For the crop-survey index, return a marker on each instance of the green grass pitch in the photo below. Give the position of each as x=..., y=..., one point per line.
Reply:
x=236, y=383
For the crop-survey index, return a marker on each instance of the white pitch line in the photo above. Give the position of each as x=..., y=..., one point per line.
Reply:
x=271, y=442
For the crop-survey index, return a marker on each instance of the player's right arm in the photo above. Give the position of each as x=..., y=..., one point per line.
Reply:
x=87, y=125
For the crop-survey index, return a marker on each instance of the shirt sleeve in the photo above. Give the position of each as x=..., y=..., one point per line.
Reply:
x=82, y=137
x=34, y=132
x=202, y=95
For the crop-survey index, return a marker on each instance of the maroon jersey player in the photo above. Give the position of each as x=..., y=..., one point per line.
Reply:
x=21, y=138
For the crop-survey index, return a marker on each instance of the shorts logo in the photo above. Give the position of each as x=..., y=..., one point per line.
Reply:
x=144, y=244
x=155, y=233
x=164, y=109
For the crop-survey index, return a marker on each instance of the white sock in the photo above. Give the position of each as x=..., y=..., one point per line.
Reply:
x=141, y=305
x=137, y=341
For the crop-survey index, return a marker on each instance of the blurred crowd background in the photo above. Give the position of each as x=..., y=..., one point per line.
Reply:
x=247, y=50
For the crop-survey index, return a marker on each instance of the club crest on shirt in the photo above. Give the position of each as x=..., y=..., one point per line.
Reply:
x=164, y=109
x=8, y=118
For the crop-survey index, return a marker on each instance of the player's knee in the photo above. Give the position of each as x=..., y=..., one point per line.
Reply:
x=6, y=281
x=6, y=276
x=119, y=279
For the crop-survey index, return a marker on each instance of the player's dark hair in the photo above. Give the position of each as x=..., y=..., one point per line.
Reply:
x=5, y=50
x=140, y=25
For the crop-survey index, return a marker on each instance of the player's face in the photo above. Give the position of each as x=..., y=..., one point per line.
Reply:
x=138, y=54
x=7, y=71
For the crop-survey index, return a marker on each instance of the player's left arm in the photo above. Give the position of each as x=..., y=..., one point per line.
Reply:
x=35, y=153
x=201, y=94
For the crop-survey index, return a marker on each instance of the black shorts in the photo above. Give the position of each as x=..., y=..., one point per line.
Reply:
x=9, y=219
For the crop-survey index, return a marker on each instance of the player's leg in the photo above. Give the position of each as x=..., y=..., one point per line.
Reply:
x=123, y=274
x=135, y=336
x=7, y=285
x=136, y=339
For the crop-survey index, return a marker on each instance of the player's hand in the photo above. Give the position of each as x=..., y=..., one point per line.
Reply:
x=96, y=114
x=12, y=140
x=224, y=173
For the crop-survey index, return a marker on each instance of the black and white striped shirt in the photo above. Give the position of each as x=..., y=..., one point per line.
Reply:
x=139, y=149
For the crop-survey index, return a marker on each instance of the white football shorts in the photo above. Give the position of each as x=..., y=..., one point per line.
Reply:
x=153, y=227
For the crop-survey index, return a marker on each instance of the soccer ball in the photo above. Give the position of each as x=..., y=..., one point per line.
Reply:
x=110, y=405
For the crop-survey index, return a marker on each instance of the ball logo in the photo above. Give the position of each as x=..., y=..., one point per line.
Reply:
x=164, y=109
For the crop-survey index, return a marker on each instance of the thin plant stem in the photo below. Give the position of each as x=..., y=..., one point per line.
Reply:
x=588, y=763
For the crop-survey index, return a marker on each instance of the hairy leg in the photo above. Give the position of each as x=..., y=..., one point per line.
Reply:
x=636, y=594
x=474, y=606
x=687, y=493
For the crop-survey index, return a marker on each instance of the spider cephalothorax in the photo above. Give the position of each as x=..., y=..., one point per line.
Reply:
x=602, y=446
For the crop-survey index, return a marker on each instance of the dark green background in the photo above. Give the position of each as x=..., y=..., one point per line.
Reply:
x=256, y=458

### [WHAT YOU SHOULD DO]
Nothing but the lines from the one containing "of the dark" through the last line of the listing should be output, each exactly as written.

### [EXPECTED OUTPUT]
For the crop-survey index, return a marker on each instance of the dark green background in the photo above. Give the position of each as x=..., y=..., one point per line.
Reply:
x=256, y=458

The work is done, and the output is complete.